YOUR GOAL →
Pictures do not belong in your copy. Repeat all the other data exactly.

Source data:
= = = = =

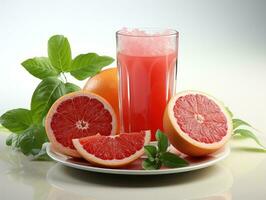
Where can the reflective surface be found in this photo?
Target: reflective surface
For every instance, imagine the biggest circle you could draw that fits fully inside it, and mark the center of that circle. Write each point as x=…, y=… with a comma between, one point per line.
x=241, y=176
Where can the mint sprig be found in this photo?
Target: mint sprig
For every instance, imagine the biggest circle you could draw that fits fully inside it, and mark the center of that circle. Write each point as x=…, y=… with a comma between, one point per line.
x=246, y=132
x=28, y=132
x=159, y=155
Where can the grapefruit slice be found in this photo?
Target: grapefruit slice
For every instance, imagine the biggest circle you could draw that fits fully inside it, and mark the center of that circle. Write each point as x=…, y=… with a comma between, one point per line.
x=196, y=123
x=76, y=115
x=112, y=151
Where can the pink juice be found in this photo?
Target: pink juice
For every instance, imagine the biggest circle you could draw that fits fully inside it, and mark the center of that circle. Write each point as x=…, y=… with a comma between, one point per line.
x=146, y=82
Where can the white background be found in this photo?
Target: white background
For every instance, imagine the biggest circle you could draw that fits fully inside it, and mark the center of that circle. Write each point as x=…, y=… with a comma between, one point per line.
x=222, y=44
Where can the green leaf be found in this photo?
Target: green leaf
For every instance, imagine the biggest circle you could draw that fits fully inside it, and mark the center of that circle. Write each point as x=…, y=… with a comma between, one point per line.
x=31, y=139
x=42, y=155
x=9, y=139
x=59, y=53
x=40, y=67
x=71, y=87
x=85, y=65
x=46, y=93
x=248, y=134
x=151, y=165
x=151, y=152
x=16, y=120
x=172, y=160
x=229, y=112
x=239, y=122
x=162, y=141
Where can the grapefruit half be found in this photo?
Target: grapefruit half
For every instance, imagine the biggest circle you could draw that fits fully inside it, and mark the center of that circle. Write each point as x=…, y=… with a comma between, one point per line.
x=112, y=151
x=75, y=115
x=196, y=124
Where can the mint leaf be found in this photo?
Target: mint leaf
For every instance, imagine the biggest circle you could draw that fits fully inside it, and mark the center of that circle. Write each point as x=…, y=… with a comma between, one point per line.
x=40, y=67
x=151, y=152
x=151, y=165
x=59, y=53
x=248, y=134
x=85, y=65
x=162, y=141
x=229, y=112
x=239, y=122
x=9, y=139
x=71, y=87
x=172, y=160
x=16, y=120
x=42, y=155
x=46, y=93
x=31, y=139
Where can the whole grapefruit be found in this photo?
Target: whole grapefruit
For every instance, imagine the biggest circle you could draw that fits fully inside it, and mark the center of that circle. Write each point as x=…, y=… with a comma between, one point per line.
x=105, y=84
x=196, y=124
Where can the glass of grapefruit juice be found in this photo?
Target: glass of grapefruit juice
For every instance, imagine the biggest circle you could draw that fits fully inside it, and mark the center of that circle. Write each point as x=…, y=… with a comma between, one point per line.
x=147, y=65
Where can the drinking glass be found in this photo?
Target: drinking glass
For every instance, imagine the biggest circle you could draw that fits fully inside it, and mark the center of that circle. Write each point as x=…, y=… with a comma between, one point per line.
x=147, y=66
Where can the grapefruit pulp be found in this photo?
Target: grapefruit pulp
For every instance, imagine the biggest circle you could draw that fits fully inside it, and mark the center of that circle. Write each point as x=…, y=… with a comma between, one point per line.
x=196, y=123
x=112, y=151
x=75, y=115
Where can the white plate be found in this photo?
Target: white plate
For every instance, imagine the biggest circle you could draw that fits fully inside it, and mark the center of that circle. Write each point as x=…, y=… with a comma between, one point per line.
x=135, y=167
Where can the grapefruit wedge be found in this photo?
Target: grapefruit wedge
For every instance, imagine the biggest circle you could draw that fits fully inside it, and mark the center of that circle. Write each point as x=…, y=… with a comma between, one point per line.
x=196, y=124
x=112, y=151
x=76, y=115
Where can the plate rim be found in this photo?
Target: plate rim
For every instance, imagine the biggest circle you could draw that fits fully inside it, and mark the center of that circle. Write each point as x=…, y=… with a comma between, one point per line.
x=55, y=156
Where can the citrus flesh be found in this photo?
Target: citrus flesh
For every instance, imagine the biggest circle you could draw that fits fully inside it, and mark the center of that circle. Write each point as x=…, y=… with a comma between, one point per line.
x=75, y=115
x=196, y=123
x=112, y=151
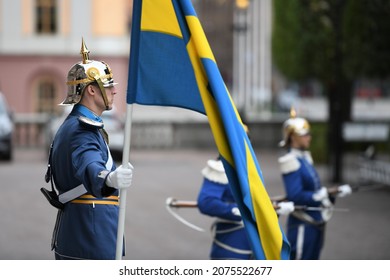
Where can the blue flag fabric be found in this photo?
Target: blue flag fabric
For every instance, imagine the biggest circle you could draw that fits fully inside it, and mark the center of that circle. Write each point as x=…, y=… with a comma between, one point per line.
x=171, y=64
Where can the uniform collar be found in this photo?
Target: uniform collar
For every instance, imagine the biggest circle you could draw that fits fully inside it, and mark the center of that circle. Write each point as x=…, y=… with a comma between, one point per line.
x=302, y=154
x=81, y=109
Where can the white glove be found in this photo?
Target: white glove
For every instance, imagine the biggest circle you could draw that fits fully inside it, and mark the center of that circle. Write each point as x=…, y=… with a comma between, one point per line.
x=121, y=177
x=344, y=190
x=321, y=194
x=236, y=212
x=285, y=208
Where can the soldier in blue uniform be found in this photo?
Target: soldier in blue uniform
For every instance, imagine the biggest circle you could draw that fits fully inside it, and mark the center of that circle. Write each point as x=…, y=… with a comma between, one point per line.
x=305, y=229
x=216, y=199
x=84, y=173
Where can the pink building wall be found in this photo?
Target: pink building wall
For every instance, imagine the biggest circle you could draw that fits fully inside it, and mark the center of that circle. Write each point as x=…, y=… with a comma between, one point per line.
x=18, y=74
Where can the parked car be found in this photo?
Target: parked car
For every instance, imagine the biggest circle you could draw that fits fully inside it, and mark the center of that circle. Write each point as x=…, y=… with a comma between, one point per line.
x=6, y=130
x=113, y=124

= = = = =

SOLUTION FOR THIS PROBLEM →
Where can the reflective surface be found in this photo?
Target: reflective surface
For every instance, imagine the biggest circle you could draw that fits fully inside it, and mark the center of that circle. Write each point as x=…, y=… with a comma between, one point per line.
x=241, y=176
Where can the mint sprig be found in this photo?
Target: mint sprig
For every instance, imagine the biggest circle you could draw that fits fully inside it, and mark the center of that circle. Write each point as x=…, y=… with a comma between, one point per line.
x=246, y=132
x=28, y=132
x=159, y=155
Where can the grapefruit slice be found in this photo?
Target: grapefruit slice
For every instance, imagine the biggest circle you could draw that fits fully inside it, and mark the center of that circle. Write each point as x=…, y=… with a comma between, one point per line.
x=196, y=123
x=76, y=115
x=112, y=151
Where can the pink juice be found in this photo?
Target: pink juice
For every instance, imagine the biggest circle you could draw that fits fully inside it, and mark the center of that circle. Write each point as x=…, y=… with a comma between, one point per line.
x=146, y=82
Where can the white background be found in this photo?
Target: white background
For every instance, imagine the biggest circle you could draw that fits fully inside it, and mark the center of that circle. Write each point as x=…, y=… with a comma between, one point per line.
x=222, y=44
Where can the green leaf be found in this photo?
Target: green leaf
For every instance, imagine the biggest circle you could draw that fits fully inside it, and mark the center of that circle. Write each point as x=…, y=… with a comma between, one point per line.
x=31, y=139
x=42, y=155
x=9, y=139
x=59, y=53
x=40, y=67
x=71, y=87
x=85, y=65
x=46, y=93
x=248, y=134
x=151, y=165
x=151, y=152
x=16, y=120
x=172, y=160
x=229, y=112
x=239, y=122
x=162, y=141
Where can the grapefruit half be found in this photo?
Target: grapefruit half
For every instance, imagine the biggest circle you could draw that fits fully inside it, and mark the center of that circle. Write each point as x=…, y=… with a comma between, one point per line.
x=112, y=151
x=75, y=115
x=196, y=124
Where can the mint leaf be found in this photo?
Target: mint leaf
For every instance, imagine the biggest circle you could draw that fits fully inside it, and mark the center of that circle. Write each point as x=…, y=… with a comma between, one point per line.
x=40, y=67
x=151, y=152
x=151, y=165
x=59, y=53
x=248, y=134
x=85, y=65
x=162, y=141
x=229, y=112
x=239, y=122
x=9, y=139
x=71, y=87
x=172, y=160
x=16, y=120
x=42, y=155
x=46, y=93
x=31, y=139
Where can the whole grapefruit be found in this photo?
Target: whole grapefruit
For every instance, imagine the biggest circle you could draw that fits fully inside it, and mark the center of that circle. Write each point as x=…, y=… with a comma between, one point per line.
x=105, y=84
x=196, y=124
Where can the glass of grapefruit juice be found in this photo?
Target: glass of grapefruit juice
For every instance, imagine the biggest circle you could draw that fits fully inside it, and mark the center of that circle. Write each point as x=…, y=… with a comma between, one point per line.
x=147, y=65
Where can the drinking glass be found in this photo?
Target: drinking glass
For every instance, imagine the biggest circle you could draw that fits fully inside it, and mark the center of that circle. Write each point as x=…, y=… with a comma between, one point per line.
x=147, y=66
Where can the grapefruit pulp be found in this photo?
Target: grapefruit pulp
For every instance, imagine the biggest circle you could draw that fits fully inside it, and mark the center of that circle. Write each point as x=…, y=… with a comma between, one point per line.
x=196, y=123
x=112, y=151
x=75, y=115
Where can the white plate be found in this photo?
Target: white plate
For every instance, imagine the biggest circle you could draw that fits fully inside it, and mark the center of that circle. Write each point as x=…, y=… with a comma between, one point per line.
x=135, y=167
Where can the grapefruit wedge be found in this photo?
Target: grapefruit wedge
For every instance, imagine the biggest circle you could draw that fits fully inside it, and mark the center of that circle. Write each point as x=…, y=… with a comma between, one point per line.
x=196, y=124
x=112, y=151
x=76, y=115
Where can the plate rim be found in this photo?
Target: plate rim
For every instance, imagine the biggest circle you could draw that fits fully inside it, and mark the center of that circle. Write each point as x=…, y=… with a comma between, one point per line.
x=55, y=156
Where can the citrus flesh be found in this photo?
Target: citrus flesh
For every instance, imagine the biggest circle you could draw that fits fully inside it, and mark the center of that circle. Write each point as x=…, y=… with a comma between, one point per line.
x=75, y=115
x=196, y=123
x=112, y=151
Where can the blue flag fabric be found in this photo?
Target: blue flag fabric
For every instance, imagine the biggest circle you could draw that fits fully inside it, and mark the center of that circle. Write each point as x=…, y=… with a comma between, one point per line.
x=171, y=64
Where can the uniform collar be found in this photo?
Target: uniform collar
For every instance, imagine the biggest circle you could draw that fits fully inside it, and mark the center of that circle. Write each point as x=…, y=… with a comma between, one point per line.
x=302, y=154
x=81, y=109
Where can the white glove be found in this photo?
Target: white glove
For every instance, imagine the biggest circle you could draw that fits fully inside it, and mark the center of that circle. Write each point as x=…, y=… with a comma between, one point per line.
x=121, y=177
x=344, y=190
x=321, y=194
x=236, y=212
x=285, y=208
Where can the soldier in blue uniform be found in this photo?
Target: soldier in blue uniform
For every instance, imagine the biggest circle you could draw that fits fully inside it, and mark the center of that circle. Write each point as x=…, y=… with a comma between, one point per line.
x=305, y=229
x=216, y=199
x=84, y=173
Where can the pink building wall be found in this photo?
Target: pink building wall
For every instance, imagine the biggest circle you could draw that fits fully inside it, and mark the center of that circle. Write each point as x=…, y=… with a comma between, one point per line.
x=18, y=74
Where can the parked car be found in this photo?
Target: parked car
For every instance, imagine the biggest circle you could draw that fits fully inside it, and mark the center of that circle. Write each point as x=…, y=… with a comma between, one point per line.
x=6, y=130
x=113, y=124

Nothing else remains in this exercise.